This paper describes the content of an e-training course on satellite communications prepared under contract to ESA and now available at the ESA Telecom User Support Office website. The contract to develop this online training was led by EADS Fleximage with significant contributions from a team of subcontractors including EADS Astrium, British Telecom Exact Technologies, ENSAE/ SUP'Aero and ISU. The course is divided into five modules covering the following areas in an animated and progressive way:

  • Systems and Services
  • Communication Link
  • Networking
  • Space Segment
  • Earth Segment

Trainees have the possibility to choose their own level of training and to evaluate their knowledge through a series of exercises. Completing the entire course requires a total of around ten to fifteen hours online time. The paper focuses on the goals in terms of learning objectives and target users, as well as the content in terms of the main modules of the course and their scope and depth. Small-to-medium enterprises (SMEs) wishing to work with ESA in their ARTES-3 programme form a key target audience for this training material that will also prove useful as a complement to traditional satellite communications courses in academic institutions.

1. Introduction and Background

The work described in this paper was funded by the European Space Agency (ESA) as part of its Telecom Programme. ESA Telecom's activities are focused on areas where a strategic lead in research and development will provide most benefit. Input from many sources is collated and analysed in order to decide where this focus should be. The programme is divided into elements according to a framework called ARTES (Advanced Research in Telecommunications Systems) which is a set of legal and financial frames that allow the implementation of research and development activities with different degrees of technical and commercial maturity. ARTES activities range from market studies and competitiveness analyses to full system development and technology led activities. Table 1 illustrates the relationship between ESA's programme lines and the ARTES elements reflecting the evolution into a pragmatic and topic-related approach.

Direction a
According to the extract, about how much online time does completing the whole course require?

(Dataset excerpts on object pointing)
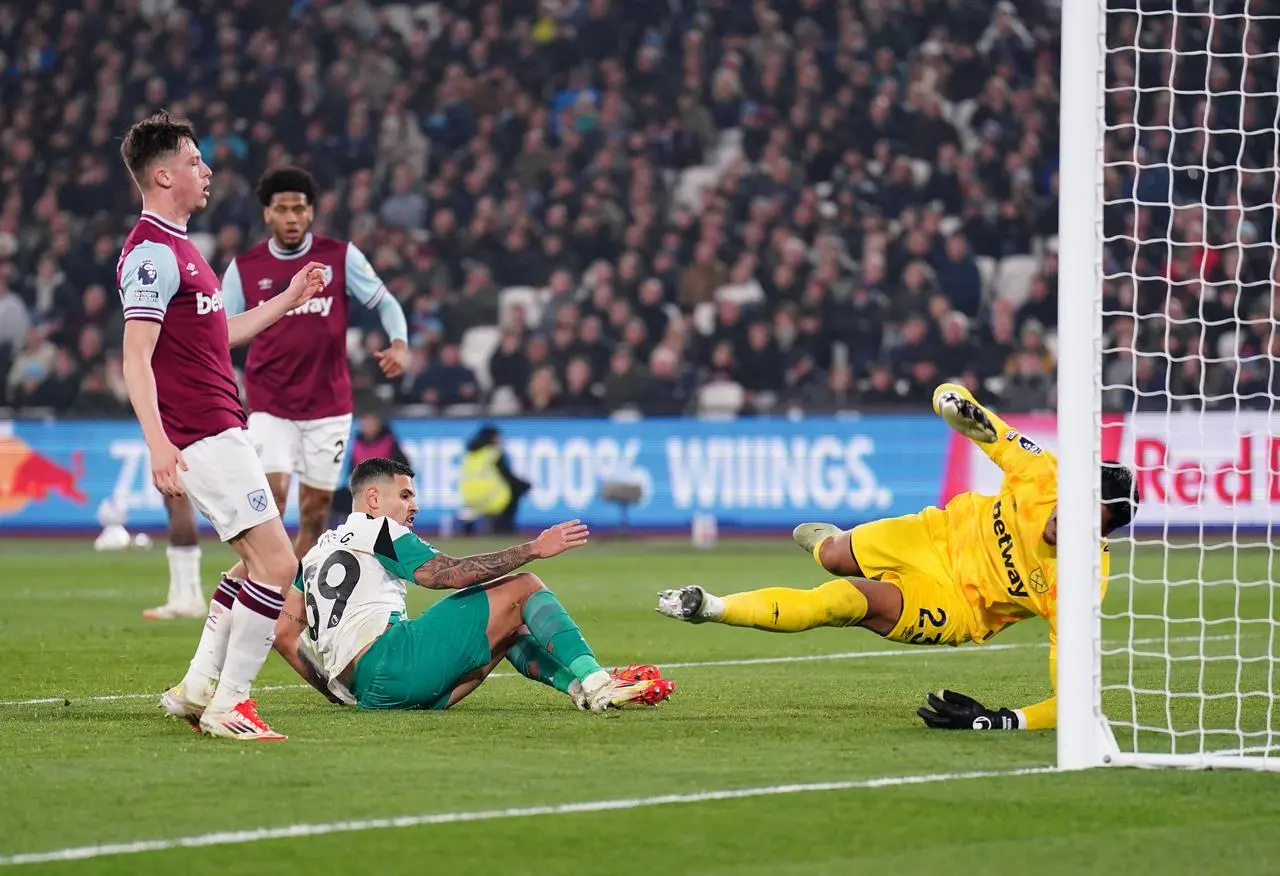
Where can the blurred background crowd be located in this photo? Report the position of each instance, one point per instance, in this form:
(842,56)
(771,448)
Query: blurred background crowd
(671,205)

---

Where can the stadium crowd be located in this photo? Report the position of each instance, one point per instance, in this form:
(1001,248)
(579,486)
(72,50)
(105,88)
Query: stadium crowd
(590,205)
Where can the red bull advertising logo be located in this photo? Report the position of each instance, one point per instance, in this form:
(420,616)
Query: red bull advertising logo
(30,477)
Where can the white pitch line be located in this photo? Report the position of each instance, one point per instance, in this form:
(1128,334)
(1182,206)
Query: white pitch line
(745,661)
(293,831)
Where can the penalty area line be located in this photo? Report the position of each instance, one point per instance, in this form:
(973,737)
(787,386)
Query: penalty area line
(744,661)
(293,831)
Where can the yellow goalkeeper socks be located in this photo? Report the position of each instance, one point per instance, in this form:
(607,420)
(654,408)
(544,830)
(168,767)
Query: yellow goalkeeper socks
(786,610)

Direction b
List every line in the records that contains the word "advertising", treating uppercase and lowercase as different.

Exercise answer a
Around ten to fifteen hours.

Exercise answer b
Where can the red bull advertising logo be located in this photo? Report the position of each instance, one point per instance, in this form:
Query: red bull advertising logo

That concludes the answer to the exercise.